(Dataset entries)
···
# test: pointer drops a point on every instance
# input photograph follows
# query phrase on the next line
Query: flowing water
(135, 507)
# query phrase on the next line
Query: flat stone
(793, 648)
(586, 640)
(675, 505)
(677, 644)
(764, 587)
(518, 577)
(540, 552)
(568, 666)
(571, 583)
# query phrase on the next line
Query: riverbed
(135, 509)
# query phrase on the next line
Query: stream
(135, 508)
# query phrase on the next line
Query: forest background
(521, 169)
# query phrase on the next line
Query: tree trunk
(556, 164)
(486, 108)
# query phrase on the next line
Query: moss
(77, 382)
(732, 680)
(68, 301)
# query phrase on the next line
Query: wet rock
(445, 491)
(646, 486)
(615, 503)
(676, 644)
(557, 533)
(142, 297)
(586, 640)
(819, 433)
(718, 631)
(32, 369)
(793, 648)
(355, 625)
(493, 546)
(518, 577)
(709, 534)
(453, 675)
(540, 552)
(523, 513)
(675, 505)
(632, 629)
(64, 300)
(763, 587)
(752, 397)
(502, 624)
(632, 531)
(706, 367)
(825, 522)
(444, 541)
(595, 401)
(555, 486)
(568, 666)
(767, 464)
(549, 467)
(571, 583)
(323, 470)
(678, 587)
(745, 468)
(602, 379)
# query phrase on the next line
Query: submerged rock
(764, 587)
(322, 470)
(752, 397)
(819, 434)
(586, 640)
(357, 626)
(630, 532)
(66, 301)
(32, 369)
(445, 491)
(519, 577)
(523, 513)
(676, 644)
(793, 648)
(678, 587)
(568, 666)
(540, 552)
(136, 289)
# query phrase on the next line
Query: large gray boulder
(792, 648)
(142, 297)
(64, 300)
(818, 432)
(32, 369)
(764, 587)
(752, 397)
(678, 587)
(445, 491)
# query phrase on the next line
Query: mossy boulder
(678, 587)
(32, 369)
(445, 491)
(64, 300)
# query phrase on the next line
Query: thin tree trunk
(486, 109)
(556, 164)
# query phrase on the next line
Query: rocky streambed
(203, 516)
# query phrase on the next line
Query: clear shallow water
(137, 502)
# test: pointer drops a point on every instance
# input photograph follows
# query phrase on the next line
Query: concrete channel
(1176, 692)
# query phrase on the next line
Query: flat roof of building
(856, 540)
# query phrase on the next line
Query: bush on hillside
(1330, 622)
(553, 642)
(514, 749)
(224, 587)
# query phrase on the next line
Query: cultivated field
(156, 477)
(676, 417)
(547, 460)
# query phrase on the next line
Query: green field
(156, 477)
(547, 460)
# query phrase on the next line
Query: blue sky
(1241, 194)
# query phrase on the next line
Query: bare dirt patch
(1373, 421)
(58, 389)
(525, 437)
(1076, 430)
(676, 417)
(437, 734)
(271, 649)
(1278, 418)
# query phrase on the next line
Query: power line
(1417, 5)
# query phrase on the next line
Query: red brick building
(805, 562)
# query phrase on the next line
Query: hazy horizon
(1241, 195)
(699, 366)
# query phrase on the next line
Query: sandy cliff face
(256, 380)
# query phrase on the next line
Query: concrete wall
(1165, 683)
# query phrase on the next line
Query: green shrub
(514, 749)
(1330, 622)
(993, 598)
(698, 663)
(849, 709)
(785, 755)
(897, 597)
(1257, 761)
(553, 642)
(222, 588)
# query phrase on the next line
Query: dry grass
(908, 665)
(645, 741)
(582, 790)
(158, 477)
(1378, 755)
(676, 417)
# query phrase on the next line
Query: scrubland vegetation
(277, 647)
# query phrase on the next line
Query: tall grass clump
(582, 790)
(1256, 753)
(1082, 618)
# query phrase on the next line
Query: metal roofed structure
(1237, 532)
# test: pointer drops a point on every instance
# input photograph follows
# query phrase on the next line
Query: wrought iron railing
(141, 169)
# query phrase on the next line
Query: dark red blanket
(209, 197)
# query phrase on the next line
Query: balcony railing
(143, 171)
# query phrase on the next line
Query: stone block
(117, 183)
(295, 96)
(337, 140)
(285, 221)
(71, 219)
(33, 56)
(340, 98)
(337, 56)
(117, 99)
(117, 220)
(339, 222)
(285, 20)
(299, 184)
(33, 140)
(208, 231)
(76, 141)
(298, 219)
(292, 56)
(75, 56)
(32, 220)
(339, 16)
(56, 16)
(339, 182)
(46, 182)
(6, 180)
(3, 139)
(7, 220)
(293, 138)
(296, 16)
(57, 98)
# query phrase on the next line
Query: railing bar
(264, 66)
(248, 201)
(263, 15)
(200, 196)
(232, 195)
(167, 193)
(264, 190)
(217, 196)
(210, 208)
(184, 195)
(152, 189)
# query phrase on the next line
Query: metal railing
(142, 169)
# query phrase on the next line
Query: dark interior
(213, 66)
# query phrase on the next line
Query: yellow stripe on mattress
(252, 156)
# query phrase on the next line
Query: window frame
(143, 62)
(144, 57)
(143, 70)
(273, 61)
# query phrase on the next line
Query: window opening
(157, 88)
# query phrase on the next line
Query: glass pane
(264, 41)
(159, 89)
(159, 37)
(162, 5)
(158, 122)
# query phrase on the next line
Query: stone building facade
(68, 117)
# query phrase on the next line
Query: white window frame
···
## [Your task]
Exactly as they appear above, return all of the records.

## [Task output]
# test: pointer drops a point on every instance
# input photograph follows
# query phrase on the next line
Query: flowing water
(135, 507)
# query phrase on the next line
Query: flat stone
(793, 648)
(586, 640)
(675, 505)
(677, 644)
(764, 587)
(518, 577)
(540, 552)
(568, 666)
(571, 583)
# query phrase on the next line
Query: riverbed
(135, 509)
# query phrase on the next line
Query: stream
(135, 508)
# query phrase on the next line
Query: forest background
(521, 169)
# query phrase on the next line
Query: tree trunk
(556, 164)
(486, 108)
# query phrase on the next line
Query: moss
(77, 382)
(732, 680)
(68, 301)
# query phrase on the next line
Query: wet rock
(445, 491)
(646, 486)
(615, 503)
(676, 644)
(557, 533)
(142, 297)
(586, 640)
(819, 433)
(718, 631)
(32, 369)
(793, 648)
(355, 625)
(493, 546)
(518, 577)
(709, 534)
(453, 675)
(540, 552)
(523, 513)
(675, 505)
(632, 629)
(64, 300)
(763, 587)
(752, 397)
(502, 624)
(632, 531)
(706, 367)
(825, 522)
(444, 541)
(595, 401)
(555, 486)
(568, 666)
(767, 464)
(549, 467)
(571, 583)
(323, 470)
(678, 587)
(745, 468)
(602, 379)
# query phrase on the next line
Query: submerged rock
(764, 587)
(322, 470)
(752, 397)
(819, 434)
(586, 640)
(357, 626)
(630, 532)
(66, 301)
(32, 369)
(445, 491)
(519, 577)
(523, 513)
(676, 644)
(793, 648)
(678, 587)
(568, 666)
(540, 552)
(136, 289)
# query phrase on the next line
Query: large gray boulder
(792, 648)
(142, 297)
(64, 300)
(818, 432)
(32, 369)
(764, 587)
(752, 397)
(678, 587)
(445, 491)
# query phrase on the next line
Query: mossy boulder
(678, 587)
(32, 369)
(445, 491)
(64, 300)
# query phrase on the next line
Query: thin tree trunk
(486, 109)
(556, 164)
# query phrase on the next line
Query: rocky streambed
(203, 516)
# query phrase on the next line
Query: clear shallow water
(137, 502)
# test: pointer drops a point on every instance
# input photograph follows
# query phrase on the next line
Query: concrete channel
(1176, 692)
# query phrase on the next line
Query: flat roof of building
(856, 540)
# query phrase on the next line
Query: bush on hillside
(1330, 622)
(553, 642)
(514, 749)
(224, 587)
# query phrase on the next line
Query: cultivated field
(156, 477)
(676, 417)
(547, 460)
# query phrase on the next line
Query: green field
(156, 477)
(547, 460)
# query phrase on the next line
Query: blue sky
(1241, 194)
# query phrase on the next line
Query: bare dirt patch
(1373, 421)
(58, 389)
(525, 437)
(1076, 430)
(676, 417)
(437, 734)
(271, 649)
(1278, 418)
# query phrase on the next line
Query: power line
(1417, 5)
# query phrase on the next line
Query: red brick building
(805, 562)
# query phrase on the next line
Query: hazy horizon
(1241, 195)
(699, 366)
# query phrase on the next line
Query: sandy cliff face
(256, 380)
# query phrase on the next line
Query: concrete wall
(1165, 683)
# query phrase on the next line
Query: green shrub
(514, 749)
(1330, 622)
(993, 598)
(698, 663)
(849, 709)
(785, 755)
(897, 597)
(1257, 761)
(553, 642)
(222, 588)
# query phrase on the next line
Query: dry grass
(908, 665)
(645, 741)
(582, 790)
(158, 477)
(1378, 755)
(676, 417)
# query phrase on the next line
Query: scrubland vegetation
(277, 647)
# query phrase on the next line
Query: tall grass clump
(582, 790)
(1256, 753)
(1082, 618)
# query phrase on the next line
Query: metal roofed structure
(1237, 532)
# test: pointer drops a point on every instance
# input photograph follows
# query phrase on the next line
Query: wrought iron railing
(141, 169)
# query phrase on the next line
Query: dark red blanket
(209, 197)
# query phrase on the next line
Query: balcony railing
(143, 171)
# query phrase on the next line
Query: stone block
(117, 183)
(295, 96)
(337, 140)
(285, 221)
(71, 219)
(33, 56)
(340, 98)
(337, 56)
(117, 99)
(117, 220)
(339, 222)
(285, 20)
(299, 184)
(33, 140)
(208, 231)
(76, 141)
(298, 219)
(292, 56)
(75, 56)
(32, 220)
(339, 16)
(56, 16)
(339, 182)
(46, 182)
(6, 180)
(3, 139)
(7, 220)
(293, 138)
(296, 16)
(57, 98)
# query phrase on the next line
Query: railing bar
(264, 66)
(248, 201)
(263, 15)
(200, 196)
(232, 195)
(167, 193)
(264, 190)
(217, 196)
(210, 208)
(184, 195)
(152, 189)
# query phrase on the next line
Query: metal railing
(142, 169)
# query phrase on the next line
Query: dark interior
(213, 66)
# query phrase on the next line
Query: yellow stripe on mattress
(252, 156)
# query phrase on the next line
Query: window frame
(143, 62)
(144, 57)
(143, 70)
(273, 61)
# query phrase on the next line
Query: window opening
(157, 88)
# query phrase on the next line
Query: glass pane
(264, 41)
(159, 89)
(159, 37)
(162, 5)
(158, 122)
# query phrase on the next line
Query: stone building facade
(68, 117)
# query phrase on the next line
Query: white window frame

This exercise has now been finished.